> _Region pointing data_
----------------------------------------

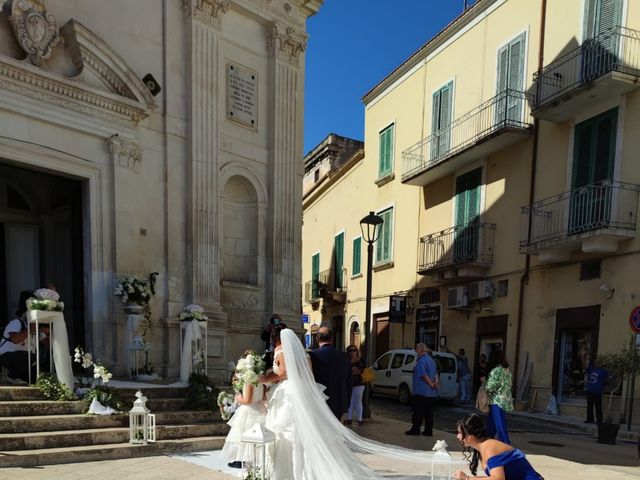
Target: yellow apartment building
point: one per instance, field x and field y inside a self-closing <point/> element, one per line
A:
<point x="502" y="158"/>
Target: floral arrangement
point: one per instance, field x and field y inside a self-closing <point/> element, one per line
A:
<point x="134" y="289"/>
<point x="86" y="359"/>
<point x="45" y="299"/>
<point x="248" y="370"/>
<point x="227" y="405"/>
<point x="193" y="312"/>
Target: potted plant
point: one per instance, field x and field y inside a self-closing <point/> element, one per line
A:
<point x="621" y="364"/>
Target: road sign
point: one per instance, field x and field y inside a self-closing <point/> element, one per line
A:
<point x="634" y="320"/>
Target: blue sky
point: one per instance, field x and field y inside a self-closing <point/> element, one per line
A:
<point x="353" y="45"/>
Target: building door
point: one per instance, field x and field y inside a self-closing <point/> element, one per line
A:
<point x="576" y="340"/>
<point x="382" y="335"/>
<point x="338" y="261"/>
<point x="510" y="76"/>
<point x="466" y="233"/>
<point x="593" y="159"/>
<point x="601" y="44"/>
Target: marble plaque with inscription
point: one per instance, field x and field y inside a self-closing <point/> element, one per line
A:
<point x="242" y="95"/>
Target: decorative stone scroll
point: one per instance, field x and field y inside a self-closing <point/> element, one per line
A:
<point x="242" y="93"/>
<point x="286" y="44"/>
<point x="125" y="152"/>
<point x="34" y="27"/>
<point x="207" y="11"/>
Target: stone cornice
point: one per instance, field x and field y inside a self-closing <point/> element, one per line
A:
<point x="36" y="83"/>
<point x="206" y="11"/>
<point x="285" y="44"/>
<point x="125" y="153"/>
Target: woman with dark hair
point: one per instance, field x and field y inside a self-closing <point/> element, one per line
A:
<point x="499" y="460"/>
<point x="13" y="344"/>
<point x="498" y="387"/>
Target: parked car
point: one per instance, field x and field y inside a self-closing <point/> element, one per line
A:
<point x="394" y="374"/>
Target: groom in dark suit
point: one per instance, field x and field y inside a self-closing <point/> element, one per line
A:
<point x="332" y="369"/>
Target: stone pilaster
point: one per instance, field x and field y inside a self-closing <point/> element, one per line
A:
<point x="286" y="48"/>
<point x="203" y="17"/>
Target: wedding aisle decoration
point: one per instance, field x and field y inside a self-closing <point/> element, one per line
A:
<point x="193" y="329"/>
<point x="100" y="399"/>
<point x="46" y="300"/>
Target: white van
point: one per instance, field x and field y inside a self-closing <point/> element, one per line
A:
<point x="394" y="374"/>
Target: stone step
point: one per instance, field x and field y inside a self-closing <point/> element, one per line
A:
<point x="48" y="423"/>
<point x="54" y="456"/>
<point x="24" y="408"/>
<point x="14" y="393"/>
<point x="10" y="442"/>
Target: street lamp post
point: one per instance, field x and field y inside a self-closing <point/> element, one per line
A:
<point x="370" y="226"/>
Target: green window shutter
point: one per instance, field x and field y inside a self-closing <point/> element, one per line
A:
<point x="357" y="254"/>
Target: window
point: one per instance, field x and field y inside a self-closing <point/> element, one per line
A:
<point x="441" y="108"/>
<point x="384" y="243"/>
<point x="385" y="161"/>
<point x="357" y="254"/>
<point x="510" y="76"/>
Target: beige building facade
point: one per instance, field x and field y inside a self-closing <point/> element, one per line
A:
<point x="504" y="149"/>
<point x="103" y="174"/>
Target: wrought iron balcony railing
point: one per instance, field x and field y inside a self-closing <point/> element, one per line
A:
<point x="617" y="50"/>
<point x="505" y="110"/>
<point x="606" y="205"/>
<point x="471" y="243"/>
<point x="329" y="282"/>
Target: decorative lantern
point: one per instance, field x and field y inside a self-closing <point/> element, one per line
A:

----------------------------------------

> _Work instructions_
Quote the data above in full and without alteration; skip the pictures.

> _Answer section_
Target: yellow apartment building
point: one per instance, field x and field y inside a self-closing <point/> element, one per line
A:
<point x="502" y="158"/>
Target: floral arrangement
point: one per instance, field x and field y inside a self-closing <point/> element, one per line
A:
<point x="134" y="289"/>
<point x="86" y="359"/>
<point x="45" y="299"/>
<point x="248" y="370"/>
<point x="227" y="405"/>
<point x="193" y="312"/>
Target: potted plant
point: one per instance, field x and field y inside a self-closing <point/> element, one per line
A:
<point x="621" y="364"/>
Target: road sign
point: one per instance, field x and field y inside a self-closing <point/> element, one per line
A:
<point x="634" y="320"/>
Target: blue sky
point: one per instance, field x and field y inside a self-closing <point/> element, one per line
A:
<point x="353" y="45"/>
Target: building door
point: one per instance, field x and field y inside a self-closing <point/> element, one per line
A:
<point x="576" y="340"/>
<point x="382" y="335"/>
<point x="338" y="261"/>
<point x="510" y="76"/>
<point x="466" y="233"/>
<point x="593" y="159"/>
<point x="601" y="44"/>
Target: marble plaque with inscription
point: one per instance, field x and field y inside a self-closing <point/> element, one per line
A:
<point x="242" y="95"/>
Target: decorative stone scroll
point: one per instance, field x and field y inside a self-closing <point/> element, one per line
A:
<point x="242" y="93"/>
<point x="286" y="44"/>
<point x="125" y="152"/>
<point x="34" y="27"/>
<point x="207" y="11"/>
Target: stone cornice
point: one per instance, field x and field y inside a self-closing <point/> element, one per line
A:
<point x="36" y="83"/>
<point x="206" y="11"/>
<point x="285" y="44"/>
<point x="125" y="153"/>
Target: woman with dark hair
point: one per instance, field x and field y inside a self-closing <point/> element, one per line
A:
<point x="499" y="460"/>
<point x="13" y="344"/>
<point x="498" y="387"/>
Target: parked car
point: one per instance, field x and field y inside a self-closing <point/> element, one per line
A:
<point x="394" y="374"/>
Target: groom in dark suit
point: one per instance, field x and field y inside a self-closing <point/> element, one per line
A:
<point x="332" y="369"/>
Target: stone pilaster
point: one per instance, field x and field y inside a self-closing <point/> element, one per line
A:
<point x="286" y="48"/>
<point x="203" y="17"/>
Target: wedding aisle decoration
point: one per instance, field x and field y inside a self-closing <point/> element, one per line
A:
<point x="193" y="329"/>
<point x="100" y="399"/>
<point x="46" y="300"/>
Target: white van
point: one per instance, field x and field y inside a self-closing <point/> element, one per line
A:
<point x="394" y="374"/>
Target: stone step
point: one per instance, field x and field y inside a self-closing <point/> element, one per line
A:
<point x="48" y="423"/>
<point x="54" y="456"/>
<point x="24" y="408"/>
<point x="14" y="393"/>
<point x="10" y="442"/>
Target: street lamp post
point: one per instance, field x and field y inside a self-closing <point/> element, one per line
A:
<point x="370" y="226"/>
Target: green window shutter
point: one per instance, field x and field y inside a self-closing <point/> element, one per line
A:
<point x="357" y="254"/>
Target: window
point: one per instance, field x and field y inside a self-closing <point/> element, one per line
A:
<point x="441" y="108"/>
<point x="384" y="243"/>
<point x="385" y="161"/>
<point x="357" y="254"/>
<point x="510" y="76"/>
Target: beige building facade
point: one per instance, field x and field y inside a self-closing <point/> element, one per line
A:
<point x="504" y="149"/>
<point x="103" y="174"/>
Target: wrought iron balcony railing
point: one per instance, field x and field y inside a self-closing <point/> element, one per line
A:
<point x="617" y="50"/>
<point x="505" y="110"/>
<point x="606" y="205"/>
<point x="471" y="243"/>
<point x="329" y="282"/>
Target: decorative lantern
point: one per instance, field x and field y inside a self-closing <point/> element, one per line
A:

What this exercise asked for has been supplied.